Ils savaient que l’Inde n’était pas un pays si mauvais. C’était une démocratie, avec des caractéristiques très avantageuses pour un pays, comme l’a mentionné le sénateur Di Nino. Elle est et a toujours été un des pays les plus multiculturels, divers et tolérants du monde. Nous avons accueilli les Tibétains et les Bangladais et tous ceux qui se sont présentés à nos frontières. L’Inde a ouvert ses frontières et a accepté des millions de réfugiés. Elle est un véritable exemple de tolérance.
Même si l’Inde présente des inconvénients, les autres pays font affaire avec elle parce qu’elle offre aussi de nombreux avantages. Comment tirer le meilleur de l’Inde telle qu’elle est aujourd’hui?
Malheureusement — et ce n’est que mon avis, je peux me tromper —, je crois que le Canada n’a pas fait preuve de détermination et n’a pas défini ce qu’il attendait de l’Inde ni comment il pouvait l’obtenir.
Le sénateur Housakos : Au sujet de la production d’énergie ou des projets d’infrastructure du genre dans les pays en développement, vous avez parlé d’un projet de 5 milliards de dollars. Pour le Canada, un projet de 5 milliards de dollars réalisé à l’échelle nationale est un projet énorme. Je sais que le principal problème de certaines entreprises comme SNC-Lavalin et RSW est, depuis quelques années, le manque de ressources humaines. Ce n’est pas parce qu’elles ne veulent pas se montrer plus audacieuses dans ces nouveaux marchés ni parce qu’elles manquent de fonds, car il y a des moyens de trouver du financement à l’échelle mondiale. Elles se plaignent de manquer de ressources humaines pour réaliser des projets de plusieurs milliards de dollars. Est-ce un problème?

ENREGISTREMENTS DE DONNÉES:
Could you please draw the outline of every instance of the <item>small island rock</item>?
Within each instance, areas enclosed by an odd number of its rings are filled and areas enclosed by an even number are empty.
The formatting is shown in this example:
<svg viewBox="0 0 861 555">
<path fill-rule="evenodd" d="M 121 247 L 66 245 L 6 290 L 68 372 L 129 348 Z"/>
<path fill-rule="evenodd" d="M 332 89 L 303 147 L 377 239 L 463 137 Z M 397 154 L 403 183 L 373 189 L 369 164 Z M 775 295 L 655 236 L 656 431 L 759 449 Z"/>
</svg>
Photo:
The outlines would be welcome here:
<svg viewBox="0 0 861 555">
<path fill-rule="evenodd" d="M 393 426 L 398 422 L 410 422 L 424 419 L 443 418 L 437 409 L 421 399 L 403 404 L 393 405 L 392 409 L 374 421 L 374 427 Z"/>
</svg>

EXERCICE COURT:
Répondez aux questions suivantes à partir de l'extrait du document :
1. Quels peuples l'Inde a-t-elle accueillis, d'après le passage sur la tolérance ?
2. Quel est le montant du projet évoqué par le sénateur Housakos ?
3. Quelles entreprises le sénateur Housakos cite-t-il comme manquant de ressources humaines ?

RÉSULTAT OBTENU:
1. Les Tibétains et les Bangladais, ainsi que tous ceux qui se sont présentés à ses frontières.
2. 5 milliards de dollars.
3. SNC-Lavalin et RSW.